■ **Compiti da svolgere**
A: Riporti fedelmente la parte del brano sulle differenze culturali che inizia con le parole contenenti "Schede a cura" e si ferma dopo "e ambientali.".
B: Riprenda il brano sulle differenze culturali e lo prosegua a partire dalla sua ultima frase.

■ **Brano proposto**
--*--
Schede a cura di Gerd Grünisle
Fondamentalmente non c’è niente da imparare o da capire: bisogna
osservare, registrare, accettare... (si tratta di categorie psico-sociali),
si tratta quindi di promuovere la TOLLERANZA, la SENSIBILITÀ e l’APERTURA
nei confronti di altre, diverse forme di vita e di espressione culturale:
NON nei riguardi degli stranieri come persone (per questo aspetto valgono
le regole basilari del comportamento), bensì nei confronti delle
differenze culturali che hanno le loro cause nelle radici sociali, economiche
e ambientali.
Questi aspetti devono essere considerati come manifestazioni sociali
(culture dell’infanzia/della gioventù/cultura degli adulti/cultura
popolare e d’élite, subculture-culture dei cittadini/dei lavoratori,
ecc.).
--*--
■ **Dati forniti**
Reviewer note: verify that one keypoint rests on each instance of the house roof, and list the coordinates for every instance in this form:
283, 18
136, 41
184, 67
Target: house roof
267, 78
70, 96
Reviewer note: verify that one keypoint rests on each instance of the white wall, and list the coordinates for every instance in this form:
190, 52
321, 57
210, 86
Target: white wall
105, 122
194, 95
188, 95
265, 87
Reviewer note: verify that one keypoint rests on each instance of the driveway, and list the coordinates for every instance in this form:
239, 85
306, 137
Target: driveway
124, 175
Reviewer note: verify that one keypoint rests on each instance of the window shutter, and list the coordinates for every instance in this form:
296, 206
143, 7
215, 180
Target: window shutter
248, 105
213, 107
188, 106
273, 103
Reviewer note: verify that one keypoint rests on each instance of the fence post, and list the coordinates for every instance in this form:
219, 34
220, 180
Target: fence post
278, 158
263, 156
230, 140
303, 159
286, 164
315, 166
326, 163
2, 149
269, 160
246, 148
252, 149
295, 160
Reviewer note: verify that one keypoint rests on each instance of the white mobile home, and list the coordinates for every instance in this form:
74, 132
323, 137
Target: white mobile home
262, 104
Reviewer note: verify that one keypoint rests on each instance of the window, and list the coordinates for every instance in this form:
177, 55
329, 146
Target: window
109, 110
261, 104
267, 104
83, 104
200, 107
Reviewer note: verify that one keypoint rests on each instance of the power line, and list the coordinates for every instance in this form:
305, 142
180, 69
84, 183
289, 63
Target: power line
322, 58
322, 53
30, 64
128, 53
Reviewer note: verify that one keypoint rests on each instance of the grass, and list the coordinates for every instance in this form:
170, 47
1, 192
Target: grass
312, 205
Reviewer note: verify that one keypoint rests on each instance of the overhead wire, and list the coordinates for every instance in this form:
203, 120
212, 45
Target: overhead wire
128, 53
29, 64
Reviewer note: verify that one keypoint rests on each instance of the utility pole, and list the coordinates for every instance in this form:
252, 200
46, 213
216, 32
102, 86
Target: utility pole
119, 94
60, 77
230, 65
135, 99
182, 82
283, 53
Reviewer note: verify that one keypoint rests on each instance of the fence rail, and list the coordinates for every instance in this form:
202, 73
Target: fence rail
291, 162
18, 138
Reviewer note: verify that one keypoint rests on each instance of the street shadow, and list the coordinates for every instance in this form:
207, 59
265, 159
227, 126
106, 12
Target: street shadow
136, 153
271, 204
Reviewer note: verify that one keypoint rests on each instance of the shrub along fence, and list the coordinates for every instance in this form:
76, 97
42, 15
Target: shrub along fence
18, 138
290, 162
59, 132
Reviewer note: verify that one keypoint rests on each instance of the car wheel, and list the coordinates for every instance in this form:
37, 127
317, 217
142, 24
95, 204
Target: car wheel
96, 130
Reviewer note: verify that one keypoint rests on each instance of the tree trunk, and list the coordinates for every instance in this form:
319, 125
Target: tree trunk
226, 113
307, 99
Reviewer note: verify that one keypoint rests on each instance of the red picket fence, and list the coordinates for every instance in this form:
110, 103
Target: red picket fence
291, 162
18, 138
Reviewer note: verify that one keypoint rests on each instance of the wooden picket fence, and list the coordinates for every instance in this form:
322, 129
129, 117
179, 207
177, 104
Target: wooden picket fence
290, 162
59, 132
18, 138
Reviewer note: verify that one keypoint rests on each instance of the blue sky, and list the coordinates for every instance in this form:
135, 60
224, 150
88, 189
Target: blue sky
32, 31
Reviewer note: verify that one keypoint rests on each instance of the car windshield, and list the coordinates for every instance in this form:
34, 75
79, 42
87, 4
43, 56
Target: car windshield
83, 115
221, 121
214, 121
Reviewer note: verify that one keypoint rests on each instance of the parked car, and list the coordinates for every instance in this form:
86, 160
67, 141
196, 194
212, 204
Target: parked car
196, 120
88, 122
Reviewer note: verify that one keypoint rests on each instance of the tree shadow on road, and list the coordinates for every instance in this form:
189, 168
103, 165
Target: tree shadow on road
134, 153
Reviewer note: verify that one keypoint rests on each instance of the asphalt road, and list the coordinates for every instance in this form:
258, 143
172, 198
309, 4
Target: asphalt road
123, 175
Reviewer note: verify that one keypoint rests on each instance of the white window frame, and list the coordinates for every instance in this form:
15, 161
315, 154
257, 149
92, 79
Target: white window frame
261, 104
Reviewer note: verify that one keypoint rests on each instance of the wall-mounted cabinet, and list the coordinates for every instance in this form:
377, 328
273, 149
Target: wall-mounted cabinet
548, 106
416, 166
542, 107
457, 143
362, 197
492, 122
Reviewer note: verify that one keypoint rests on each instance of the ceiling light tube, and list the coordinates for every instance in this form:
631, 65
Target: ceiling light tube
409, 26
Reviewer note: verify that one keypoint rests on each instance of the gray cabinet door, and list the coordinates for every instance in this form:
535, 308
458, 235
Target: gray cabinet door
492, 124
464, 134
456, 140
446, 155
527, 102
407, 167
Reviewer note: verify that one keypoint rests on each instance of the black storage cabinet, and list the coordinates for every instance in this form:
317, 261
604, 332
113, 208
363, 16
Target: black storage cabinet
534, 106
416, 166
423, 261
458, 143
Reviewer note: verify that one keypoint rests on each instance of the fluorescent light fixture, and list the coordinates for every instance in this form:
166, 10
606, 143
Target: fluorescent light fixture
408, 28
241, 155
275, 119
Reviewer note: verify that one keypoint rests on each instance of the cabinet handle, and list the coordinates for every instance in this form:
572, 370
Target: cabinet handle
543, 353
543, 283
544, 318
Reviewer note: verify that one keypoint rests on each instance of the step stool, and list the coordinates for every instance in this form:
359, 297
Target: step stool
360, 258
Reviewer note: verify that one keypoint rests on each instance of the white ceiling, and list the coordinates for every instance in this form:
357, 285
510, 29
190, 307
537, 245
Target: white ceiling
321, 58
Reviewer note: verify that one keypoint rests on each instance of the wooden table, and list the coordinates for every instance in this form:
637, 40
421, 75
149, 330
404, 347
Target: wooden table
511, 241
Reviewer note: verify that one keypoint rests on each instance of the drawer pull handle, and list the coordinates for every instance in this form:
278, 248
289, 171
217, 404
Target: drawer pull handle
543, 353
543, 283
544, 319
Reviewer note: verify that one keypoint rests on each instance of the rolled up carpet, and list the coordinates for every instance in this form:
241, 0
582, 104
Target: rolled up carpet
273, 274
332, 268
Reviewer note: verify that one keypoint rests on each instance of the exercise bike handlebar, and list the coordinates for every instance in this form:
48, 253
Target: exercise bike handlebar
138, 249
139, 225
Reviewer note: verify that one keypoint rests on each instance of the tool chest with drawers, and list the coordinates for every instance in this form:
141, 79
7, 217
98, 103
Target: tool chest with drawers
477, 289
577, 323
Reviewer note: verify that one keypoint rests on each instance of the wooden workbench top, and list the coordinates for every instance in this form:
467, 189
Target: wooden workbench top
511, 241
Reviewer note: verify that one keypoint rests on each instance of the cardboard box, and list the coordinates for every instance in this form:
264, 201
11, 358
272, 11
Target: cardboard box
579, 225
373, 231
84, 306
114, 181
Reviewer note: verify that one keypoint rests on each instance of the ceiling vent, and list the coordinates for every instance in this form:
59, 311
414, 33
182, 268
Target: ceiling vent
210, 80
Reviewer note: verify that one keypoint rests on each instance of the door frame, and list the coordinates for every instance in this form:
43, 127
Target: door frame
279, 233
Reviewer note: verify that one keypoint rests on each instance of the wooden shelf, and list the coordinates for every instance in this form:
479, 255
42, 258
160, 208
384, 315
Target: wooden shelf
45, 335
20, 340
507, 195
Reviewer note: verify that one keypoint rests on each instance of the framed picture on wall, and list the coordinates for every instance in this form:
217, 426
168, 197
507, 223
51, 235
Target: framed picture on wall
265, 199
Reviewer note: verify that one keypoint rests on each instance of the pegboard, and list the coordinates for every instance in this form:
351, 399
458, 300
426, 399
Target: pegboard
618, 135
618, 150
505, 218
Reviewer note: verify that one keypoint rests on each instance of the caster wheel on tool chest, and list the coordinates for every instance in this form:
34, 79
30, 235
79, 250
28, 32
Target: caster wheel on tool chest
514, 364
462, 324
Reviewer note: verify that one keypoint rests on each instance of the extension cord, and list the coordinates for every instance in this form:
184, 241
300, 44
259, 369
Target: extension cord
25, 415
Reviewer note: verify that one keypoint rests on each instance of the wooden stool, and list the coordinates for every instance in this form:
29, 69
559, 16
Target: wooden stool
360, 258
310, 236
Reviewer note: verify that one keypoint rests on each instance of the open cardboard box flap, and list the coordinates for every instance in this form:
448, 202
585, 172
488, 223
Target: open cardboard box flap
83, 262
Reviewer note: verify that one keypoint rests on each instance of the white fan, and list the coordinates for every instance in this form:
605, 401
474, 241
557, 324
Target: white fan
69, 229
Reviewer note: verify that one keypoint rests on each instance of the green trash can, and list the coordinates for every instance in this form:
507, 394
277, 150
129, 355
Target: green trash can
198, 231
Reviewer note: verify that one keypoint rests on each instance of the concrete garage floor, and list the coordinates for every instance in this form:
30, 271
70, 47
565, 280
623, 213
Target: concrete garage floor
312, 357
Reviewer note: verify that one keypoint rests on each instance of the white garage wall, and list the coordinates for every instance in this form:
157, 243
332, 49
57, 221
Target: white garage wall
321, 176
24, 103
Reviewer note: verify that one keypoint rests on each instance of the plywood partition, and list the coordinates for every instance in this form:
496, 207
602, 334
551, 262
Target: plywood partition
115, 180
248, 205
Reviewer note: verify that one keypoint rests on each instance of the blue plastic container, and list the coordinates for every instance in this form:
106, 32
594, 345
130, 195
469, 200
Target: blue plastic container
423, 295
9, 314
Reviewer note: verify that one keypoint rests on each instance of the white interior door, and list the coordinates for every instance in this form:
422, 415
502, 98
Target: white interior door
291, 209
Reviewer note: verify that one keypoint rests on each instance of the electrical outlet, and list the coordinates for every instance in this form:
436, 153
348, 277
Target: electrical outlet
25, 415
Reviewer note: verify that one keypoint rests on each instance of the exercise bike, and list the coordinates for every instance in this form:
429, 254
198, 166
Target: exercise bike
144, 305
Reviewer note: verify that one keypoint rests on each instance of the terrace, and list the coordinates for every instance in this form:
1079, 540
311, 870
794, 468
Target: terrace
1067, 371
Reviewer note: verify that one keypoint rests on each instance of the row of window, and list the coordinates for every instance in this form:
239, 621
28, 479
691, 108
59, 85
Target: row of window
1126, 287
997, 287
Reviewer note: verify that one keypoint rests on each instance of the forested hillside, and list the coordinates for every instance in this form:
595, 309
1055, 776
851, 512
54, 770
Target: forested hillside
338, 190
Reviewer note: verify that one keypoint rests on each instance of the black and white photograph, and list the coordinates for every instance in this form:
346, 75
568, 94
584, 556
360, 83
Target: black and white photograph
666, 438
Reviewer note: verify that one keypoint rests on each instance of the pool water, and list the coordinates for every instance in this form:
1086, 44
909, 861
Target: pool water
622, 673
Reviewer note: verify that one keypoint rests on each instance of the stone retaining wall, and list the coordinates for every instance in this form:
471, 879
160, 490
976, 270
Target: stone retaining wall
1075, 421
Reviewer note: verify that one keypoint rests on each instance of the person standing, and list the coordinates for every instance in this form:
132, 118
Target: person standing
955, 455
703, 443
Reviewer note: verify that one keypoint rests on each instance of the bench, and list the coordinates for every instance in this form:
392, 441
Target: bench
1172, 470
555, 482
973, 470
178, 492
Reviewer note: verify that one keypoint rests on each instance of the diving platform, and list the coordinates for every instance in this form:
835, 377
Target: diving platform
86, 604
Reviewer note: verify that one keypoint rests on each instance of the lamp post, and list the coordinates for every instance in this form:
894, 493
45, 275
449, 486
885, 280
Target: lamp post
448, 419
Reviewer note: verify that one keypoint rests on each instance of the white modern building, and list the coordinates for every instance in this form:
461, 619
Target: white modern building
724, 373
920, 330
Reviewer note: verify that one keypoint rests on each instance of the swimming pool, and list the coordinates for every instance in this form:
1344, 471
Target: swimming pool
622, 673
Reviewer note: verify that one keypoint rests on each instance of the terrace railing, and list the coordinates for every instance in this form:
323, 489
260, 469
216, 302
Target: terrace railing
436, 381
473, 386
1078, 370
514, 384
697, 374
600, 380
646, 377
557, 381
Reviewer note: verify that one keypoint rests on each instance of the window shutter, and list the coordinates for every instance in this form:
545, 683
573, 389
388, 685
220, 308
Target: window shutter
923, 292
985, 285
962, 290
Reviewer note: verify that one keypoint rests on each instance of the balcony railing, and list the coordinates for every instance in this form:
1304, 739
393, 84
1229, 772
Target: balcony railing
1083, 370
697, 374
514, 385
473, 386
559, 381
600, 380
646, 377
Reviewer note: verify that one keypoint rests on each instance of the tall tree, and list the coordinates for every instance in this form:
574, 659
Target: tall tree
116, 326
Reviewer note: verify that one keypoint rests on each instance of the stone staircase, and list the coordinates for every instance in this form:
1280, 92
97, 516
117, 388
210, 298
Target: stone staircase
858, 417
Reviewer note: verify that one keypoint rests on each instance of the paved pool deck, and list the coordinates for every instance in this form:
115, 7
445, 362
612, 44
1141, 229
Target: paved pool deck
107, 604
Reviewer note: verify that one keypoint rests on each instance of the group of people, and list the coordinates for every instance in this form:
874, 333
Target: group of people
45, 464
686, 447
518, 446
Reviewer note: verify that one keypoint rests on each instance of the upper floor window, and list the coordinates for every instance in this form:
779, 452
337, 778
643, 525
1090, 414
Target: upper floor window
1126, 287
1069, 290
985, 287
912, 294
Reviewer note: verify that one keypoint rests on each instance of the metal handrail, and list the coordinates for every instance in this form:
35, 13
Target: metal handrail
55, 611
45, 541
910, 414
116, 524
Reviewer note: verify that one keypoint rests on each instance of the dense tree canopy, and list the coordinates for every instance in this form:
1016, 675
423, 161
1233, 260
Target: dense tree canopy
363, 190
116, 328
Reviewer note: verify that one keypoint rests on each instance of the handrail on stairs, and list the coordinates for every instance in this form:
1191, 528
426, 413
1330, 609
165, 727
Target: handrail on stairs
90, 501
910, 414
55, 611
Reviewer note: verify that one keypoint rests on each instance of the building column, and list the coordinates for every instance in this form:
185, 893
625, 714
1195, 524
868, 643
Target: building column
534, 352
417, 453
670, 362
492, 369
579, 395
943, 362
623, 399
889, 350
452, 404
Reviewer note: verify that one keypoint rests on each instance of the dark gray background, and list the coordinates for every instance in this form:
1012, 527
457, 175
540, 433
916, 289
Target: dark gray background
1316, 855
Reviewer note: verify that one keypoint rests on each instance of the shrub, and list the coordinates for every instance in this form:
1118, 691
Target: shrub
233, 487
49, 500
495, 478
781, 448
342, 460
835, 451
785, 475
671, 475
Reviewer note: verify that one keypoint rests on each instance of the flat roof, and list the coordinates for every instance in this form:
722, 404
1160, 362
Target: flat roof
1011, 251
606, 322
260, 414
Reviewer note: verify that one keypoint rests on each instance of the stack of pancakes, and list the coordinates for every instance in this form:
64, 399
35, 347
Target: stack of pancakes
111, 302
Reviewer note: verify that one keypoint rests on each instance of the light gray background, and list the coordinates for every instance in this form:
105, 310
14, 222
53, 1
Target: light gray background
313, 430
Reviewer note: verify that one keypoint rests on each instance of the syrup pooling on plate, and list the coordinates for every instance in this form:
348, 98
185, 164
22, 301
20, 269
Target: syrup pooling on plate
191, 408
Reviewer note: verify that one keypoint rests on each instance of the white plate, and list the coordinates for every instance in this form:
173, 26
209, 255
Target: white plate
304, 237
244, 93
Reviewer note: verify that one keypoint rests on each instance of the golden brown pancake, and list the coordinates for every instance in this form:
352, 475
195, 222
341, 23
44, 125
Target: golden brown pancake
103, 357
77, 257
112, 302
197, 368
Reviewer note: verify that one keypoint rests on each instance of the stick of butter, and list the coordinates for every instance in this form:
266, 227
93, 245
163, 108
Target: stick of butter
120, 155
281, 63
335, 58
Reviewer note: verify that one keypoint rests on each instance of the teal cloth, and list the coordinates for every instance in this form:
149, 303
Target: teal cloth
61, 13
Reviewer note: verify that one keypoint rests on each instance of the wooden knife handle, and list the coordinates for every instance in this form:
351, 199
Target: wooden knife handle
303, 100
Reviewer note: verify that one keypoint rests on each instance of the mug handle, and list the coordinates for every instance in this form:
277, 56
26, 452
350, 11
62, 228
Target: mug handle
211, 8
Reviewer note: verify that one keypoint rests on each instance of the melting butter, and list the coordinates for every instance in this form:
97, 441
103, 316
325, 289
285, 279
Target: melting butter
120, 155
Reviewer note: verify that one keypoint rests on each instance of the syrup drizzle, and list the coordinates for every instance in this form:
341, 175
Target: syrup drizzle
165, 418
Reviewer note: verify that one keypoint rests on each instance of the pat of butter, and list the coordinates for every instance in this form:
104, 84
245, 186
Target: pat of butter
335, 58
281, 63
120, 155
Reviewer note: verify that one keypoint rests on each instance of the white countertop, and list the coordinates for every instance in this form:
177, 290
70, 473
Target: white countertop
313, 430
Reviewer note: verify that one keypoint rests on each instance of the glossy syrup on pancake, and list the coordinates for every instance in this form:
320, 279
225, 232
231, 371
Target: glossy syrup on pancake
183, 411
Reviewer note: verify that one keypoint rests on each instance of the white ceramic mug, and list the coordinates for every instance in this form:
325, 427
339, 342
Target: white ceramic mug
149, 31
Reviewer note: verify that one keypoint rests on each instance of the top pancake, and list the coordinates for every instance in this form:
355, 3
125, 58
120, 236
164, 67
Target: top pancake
--*--
■ **Risposte attese**
A:
Schede a cura di Gerd Grünisle
Fondamentalmente non c’è niente da imparare o da capire: bisogna
osservare, registrare, accettare... (si tratta di categorie psico-sociali),
si tratta quindi di promuovere la TOLLERANZA, la SENSIBILITÀ e l’APERTURA
nei confronti di altre, diverse forme di vita e di espressione culturale:
NON nei riguardi degli stranieri come persone (per questo aspetto valgono
le regole basilari del comportamento), bensì nei confronti delle
differenze culturali che hanno le loro cause nelle radici sociali, economiche
e ambientali.

B:
Riconoscere le dinamiche nell’apprendimento interculturale -in questo
modo bisognerà anche rivedere il concetto dell’INTEGRAZIONE, reinterpretarlo:
non ci si può limitare ad integrare una cultura in un’altra, bensì
bisogna rielaborare produttivamente elementi culturali (di due o più
culture) in un processo dinamico. La prospettiva è quella di creare
nuove e creative forme di vita/forme culturali e sociali.
Il riconoscimento delle leggi e dei diritti (non della sovranità
sulla cultura) del circolo culturale dove si svolge il tutto è la
base fondamentale di questo processo. Sul quanto e sul come so conosce
una lingua si può lasciare spazio alla riflessione......
Il corso utilizza alcune attività del più ampio progetto
"Viaggio
nel mondo senza sogni di vancanza" della Kultur
und Spiel Raum
(immagini del laboratorio di Jesi - aprile 1999)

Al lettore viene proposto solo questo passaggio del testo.